> [What you need to do]:
Convert every line of the material below into a JSON list of strings, one string per line, leaving out blank lines.

> [Material for this task]:

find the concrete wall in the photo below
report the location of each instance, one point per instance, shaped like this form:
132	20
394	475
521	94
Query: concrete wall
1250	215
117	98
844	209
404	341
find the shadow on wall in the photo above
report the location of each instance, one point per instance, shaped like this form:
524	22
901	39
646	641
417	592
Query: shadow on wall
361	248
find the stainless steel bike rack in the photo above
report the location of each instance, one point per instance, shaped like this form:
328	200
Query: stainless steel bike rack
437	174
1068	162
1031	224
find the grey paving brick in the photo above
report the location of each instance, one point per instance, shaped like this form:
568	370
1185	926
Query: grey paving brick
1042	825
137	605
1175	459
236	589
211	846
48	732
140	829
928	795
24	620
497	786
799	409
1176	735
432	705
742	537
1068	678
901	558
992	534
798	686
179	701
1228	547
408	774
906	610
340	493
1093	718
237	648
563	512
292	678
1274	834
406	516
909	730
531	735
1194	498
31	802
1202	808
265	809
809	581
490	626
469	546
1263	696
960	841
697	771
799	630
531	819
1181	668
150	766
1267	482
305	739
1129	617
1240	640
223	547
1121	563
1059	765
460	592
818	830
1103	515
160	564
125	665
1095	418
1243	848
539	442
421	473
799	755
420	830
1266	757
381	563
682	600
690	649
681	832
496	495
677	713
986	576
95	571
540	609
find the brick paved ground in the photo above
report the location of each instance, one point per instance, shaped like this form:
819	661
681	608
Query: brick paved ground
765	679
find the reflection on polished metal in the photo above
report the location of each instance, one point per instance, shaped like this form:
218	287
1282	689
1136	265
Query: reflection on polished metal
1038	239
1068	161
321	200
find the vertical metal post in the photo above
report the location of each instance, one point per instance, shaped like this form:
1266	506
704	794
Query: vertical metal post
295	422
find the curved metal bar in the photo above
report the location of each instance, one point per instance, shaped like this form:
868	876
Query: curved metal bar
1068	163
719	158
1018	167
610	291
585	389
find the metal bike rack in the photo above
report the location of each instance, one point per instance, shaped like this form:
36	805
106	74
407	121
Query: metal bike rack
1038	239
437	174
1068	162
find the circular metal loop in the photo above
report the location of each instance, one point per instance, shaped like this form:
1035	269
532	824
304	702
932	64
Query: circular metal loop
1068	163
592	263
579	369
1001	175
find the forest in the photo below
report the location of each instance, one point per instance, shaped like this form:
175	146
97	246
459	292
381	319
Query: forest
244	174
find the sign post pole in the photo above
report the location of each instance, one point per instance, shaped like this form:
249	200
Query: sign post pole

> [Full output]:
[
  "find the concrete wall in the photo below",
  "report the location of each instance, one point per instance, shaped like this form:",
  "132\t20",
  "394\t475",
  "521\t94",
  "Query: concrete wall",
  "1250\t215",
  "117\t98",
  "844\t209",
  "404\t341",
  "find the shadow on wall in the photo above",
  "report the location of each instance, one point per instance, shaped like this form:",
  "524\t22",
  "901\t39",
  "646\t641",
  "417\t592",
  "Query: shadow on wall",
  "361\t248",
  "find the stainless steel bike rack in the photo above",
  "report the location of each instance, one point per instance, shaped like this form:",
  "328\t200",
  "Query: stainless steel bike rack",
  "437\t174",
  "1068\t162",
  "1031\t224",
  "find the grey paving brick in the photo above",
  "report the location of each instance, one point per instance, shaped like this form:",
  "568\t370",
  "1185\t926",
  "Query: grey paving brick",
  "1042\t825",
  "137\t605",
  "1175\t459",
  "236\t589",
  "211\t846",
  "48\t732",
  "140\t829",
  "928\t795",
  "24\t620",
  "497\t786",
  "799\t409",
  "1176\t735",
  "432\t705",
  "742\t537",
  "1068\t678",
  "901\t558",
  "992\t534",
  "798\t686",
  "179\t701",
  "1228\t547",
  "408\t774",
  "906\t610",
  "340\t493",
  "1093\t718",
  "237\t648",
  "563\t512",
  "292\t678",
  "1274\t834",
  "406\t516",
  "909\t730",
  "531\t735",
  "1194\t498",
  "31\t802",
  "1202\t808",
  "265\t809",
  "809\t581",
  "490\t626",
  "469\t546",
  "1263\t696",
  "960\t841",
  "697\t771",
  "799\t630",
  "531\t819",
  "1181\t668",
  "150\t766",
  "1267\t482",
  "305\t739",
  "1129\t617",
  "1240\t640",
  "223\t547",
  "1121\t563",
  "1059\t765",
  "460\t592",
  "818\t830",
  "1103\t515",
  "160\t564",
  "125\t665",
  "1095\t418",
  "1243\t848",
  "539\t442",
  "421\t473",
  "799\t755",
  "420\t830",
  "1266\t757",
  "381\t563",
  "682\t600",
  "690\t649",
  "681\t832",
  "496\t495",
  "677\t713",
  "986\t576",
  "95\t571",
  "540\t609",
  "find the brick paved ground in the photo above",
  "report the location of each instance, one point per instance, shaped like this form:",
  "819\t661",
  "681\t608",
  "Query: brick paved ground",
  "765\t679",
  "find the reflection on polished metal in the photo above",
  "report the location of each instance, one point per instance, shaped like this form:",
  "218\t287",
  "1282\t689",
  "1136\t265",
  "Query: reflection on polished metal",
  "1038\t239",
  "1068\t161",
  "321\t200",
  "find the vertical metal post in the photo above",
  "report the location of each instance, one point per instance, shaped like this form:",
  "1266\t506",
  "704\t794",
  "Query: vertical metal post",
  "295\t422",
  "find the curved metal bar in the photo above",
  "report the location of each instance, one point per instance, shaped like this form:",
  "868\t876",
  "Query: curved metal bar",
  "1068\t163",
  "719\t158",
  "1018\t167",
  "610\t291",
  "585\t389",
  "find the metal bike rack in the photo above",
  "report the location of each instance, one point per instance, shaped like this form:",
  "36\t805",
  "106\t74",
  "407\t121",
  "Query: metal bike rack",
  "1038\t239",
  "437\t174",
  "1068\t162",
  "find the circular metal loop in the photo above",
  "report the location of each instance, one point per instance, shaped like this form:",
  "1035\t269",
  "532\t824",
  "304\t702",
  "932\t64",
  "Query: circular metal loop",
  "1068\t163",
  "592\t263",
  "579\t369",
  "1001\t175",
  "find the forest in the photo below",
  "report the location of each instance, one point per instance, shaped like this form:",
  "175\t146",
  "97\t246",
  "459\t292",
  "381\t319",
  "Query: forest",
  "244\t174",
  "find the sign post pole in the photo above",
  "report the location of each instance, one point per instance, shaped like this form:",
  "249\t200",
  "Query: sign post pole"
]